WORK ORDER ▸
Continue the text below on how NMF algorithms perform on data corrupted by inverse Gaussian noise, picking up right after its last sentence.
-------- DOCUMENT EXCERPT
In data sets corrupted by inverse Gaussian noise, for W identification, not surprisingly the IG-based algorithms outperformed the gamma-based algorithms (Fig. 10A; *), which in turn outperformed the Gaussian (Fig. 10A; +, *). For H identification, while the performances of all signal-dependent noise NMFs were almost indistinguishable, they clearly did much better than the Gaussian (Fig. 10B, *).

The inverse Gaussian NMF algorithms outperformed the Gaussian- and gamma-based NMF algorithms in data sets corrupted by inverse Gaussian noise. We evaluated the performance of each algorithm in simulated data sets (N = 10) generated by known W (15 × 5 matrix) and H (5 × 5000 matrix), but corrupted by random inverse Gaussian (IG) noise at different signal-to-noise ratios (*SNR*). A, Performance of NMF algorithms in identifying the basis vectors (W). Performance of each algorithm in each data set was quantified by the scalar product between the extracted vectors and the original vectors, averaged across the 5 basis vectors in the W matrix. Shown in the plot are mean scalar product values, defined as above, averaged across 10 simulated data sets. At moderate noise levels, IG-based algorithms clearly outperformed both the Gaussian and gamma algorithms (*; Student’s t-test; p < 0.05); at high and low noise levels, IG-based algorithms still performed better than the Gaussian (but not the gamma) algorithm (+; p < 0.05). B, Performance of the NMF algorithms in identifying the coefficients (H). Performance of each algorithm in each data set was quantified by the Pearsons correlation coefficient (ρ) between the extracted coefficients and the original coefficients (over a total of 5 × 5000 = 25,000 values). Shown in the plot are ρ values averaged across the 10 simulated data sets. IG-based algorithms outperformed the Gaussian NMF over a wide range of *SNR* (*; p < 0.05).
----------------
-------- DATA SUPPLIED
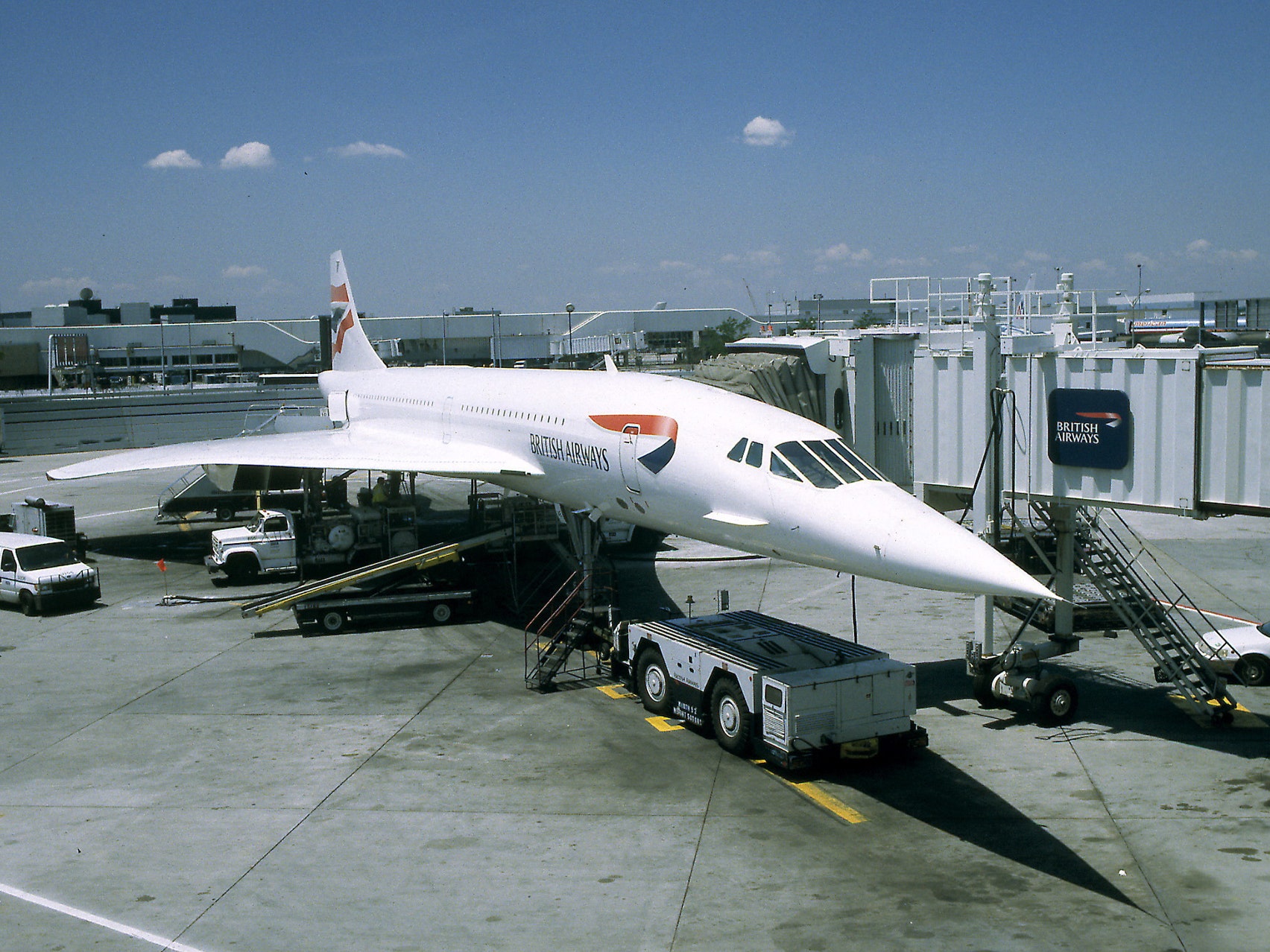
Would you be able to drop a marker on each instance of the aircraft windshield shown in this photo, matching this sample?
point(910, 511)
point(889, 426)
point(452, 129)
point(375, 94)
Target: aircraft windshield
point(812, 469)
point(824, 463)
point(752, 456)
point(46, 555)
----------------
OUTPUT FOR THIS TASK ▸
Overall, the simulation results highlight the need for using the NMF algorithm derived from a noise distribution that matches the noise type of the data for the most accurate identification of both W and H. However, under certain conditions, even when the noise assumed by the NMF algorithm and the data noise type do not completely agree, the extracted results may still contain substantial information about the underlying data structure. We have seen, for instance, that in data with gamma noise, IG-based NMF algorithms could identify muscle synergies as well as gamma-based NMF algorithms could. It should be noted that even when the identified W is reasonably close to the original generating bases, the H identified by the same algorithm may not be as accurate (and vice versa). For example, in data with Gaussian noise, at SNR ≈ 10 the gamma-based $K L_{G}^{MM}$ algorithm performed at the same level as the Gaussian algorithm for W identification, and returned muscle synergies that matched the originals with scalar product > 0.8 (Fig. 8A); however, for H the extraction results from $K L_{G}^{MM}$ were not only much worse than Gaussian, but also matched the original quite poorly (ρ ≈ 0.3) (Fig. 8B).

7 Some Recommendations

As argued by our extraction results from simulated data (Figs. 8, 9, 10), for a data set with known noise properties, using NMF algorithms derived from a noise distribution that matches that of the data should yield the most accurate estimations of both W and H. The noise distribution of the data can be determined using the exploratory approach outlined in §2.2.3 for the EMG data presented in this paper. However, if the noise characteristics of the data are not known or cannot be reasonably determined, it is preferable to first evaluate the algorithms on a data set with a clear prediction, based on the biology of the processes generating the data, of what the underlying W or H could be, and see which algorithm produces results that best match such predictions. The best-performing algorithm can then be used in other data sets of a similar nature for a further understanding of the biology. The noise distribution assumed by this best-performing algorithm would in turn allow an understanding of the noise structure of the data set. For the frog EMG data presented here, 2 of the 3 best-performing algorithms (i.e., algorithms that discovered the most number of synergies shared between the intact and deafferented data, or features interpretable as CPG components, while explaining most of the variation in the data) were derived from the gamma noise distribution. These are the J_G and $K L_{G}^{d}$ algorithms while $K L_{IG}^{d}$ is the third best-performing algorithm. Thus, it is evident that signal-dependent noise in the EMGs is closer to the gamma than to the inverse Gaussian distribution. This also agrees with the empirical observation and conclusion in §2.2.3 that the gamma model provides a good fit to the mean-SD relationship of the EMG data.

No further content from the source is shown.